- [EXERCISE REQUIREMENTS]
Produce an exact transcript of all the records.

START DATA EXCERPTS

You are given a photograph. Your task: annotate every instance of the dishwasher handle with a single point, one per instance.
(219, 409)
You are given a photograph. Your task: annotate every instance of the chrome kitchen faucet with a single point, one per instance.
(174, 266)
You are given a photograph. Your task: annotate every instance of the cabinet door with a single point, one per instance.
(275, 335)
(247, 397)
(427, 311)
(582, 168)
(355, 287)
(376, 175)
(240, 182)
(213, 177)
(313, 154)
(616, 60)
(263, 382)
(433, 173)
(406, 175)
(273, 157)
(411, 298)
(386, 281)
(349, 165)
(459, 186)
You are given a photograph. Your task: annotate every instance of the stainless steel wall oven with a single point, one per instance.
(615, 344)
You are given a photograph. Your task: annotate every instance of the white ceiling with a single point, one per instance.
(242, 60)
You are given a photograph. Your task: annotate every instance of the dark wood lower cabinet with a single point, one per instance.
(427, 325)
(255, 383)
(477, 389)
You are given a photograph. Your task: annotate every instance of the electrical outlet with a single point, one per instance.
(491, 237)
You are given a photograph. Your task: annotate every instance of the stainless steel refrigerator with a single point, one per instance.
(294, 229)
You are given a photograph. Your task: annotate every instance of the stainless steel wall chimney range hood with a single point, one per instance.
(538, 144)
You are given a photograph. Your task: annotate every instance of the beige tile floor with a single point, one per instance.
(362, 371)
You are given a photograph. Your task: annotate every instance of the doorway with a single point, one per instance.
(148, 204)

END DATA EXCERPTS

- [RESPONSE BELOW]
You are given a photograph. Your task: annotate every instance of the dishwasher handle with a single point, one per instance.
(219, 409)
You are given a photograph. Your task: annotate every instance of the chrome kitchen faucet with a single point, one per instance.
(174, 266)
You are given a photograph. Your task: annotate every instance of the cabinet door with a single point, one per instance.
(275, 335)
(247, 397)
(427, 311)
(582, 168)
(355, 287)
(376, 175)
(240, 182)
(213, 177)
(313, 154)
(616, 60)
(263, 382)
(433, 173)
(406, 175)
(273, 157)
(411, 298)
(386, 281)
(349, 165)
(459, 186)
You are given a photograph. Your task: annotate every instance of the stainless steel wall oven with a single point, one per instance.
(615, 344)
You are given a photograph. Your task: annotate every instance of the white ceiling with a single point, one per instance.
(242, 60)
You are given a photograph. Your task: annotate every instance of the dark wood lower cabinet with a single point, one per instance.
(427, 325)
(255, 383)
(477, 389)
You are given a photograph. Your task: annotate every instance of the electrical outlet with a single point, one per instance.
(491, 237)
You are given a photograph. Your task: annotate every instance of the stainless steel refrigerator with a single point, one per instance.
(294, 229)
You are given a photograph. Your task: annotate every instance of the stainless steel wall chimney range hood with a single point, one per instance.
(538, 144)
You are given a photograph. Your task: annotate every instance of the beige tile floor with a single point, one per instance.
(362, 371)
You are given a photograph. Your task: annotate every instance of the doorway with a single point, one per instance.
(148, 204)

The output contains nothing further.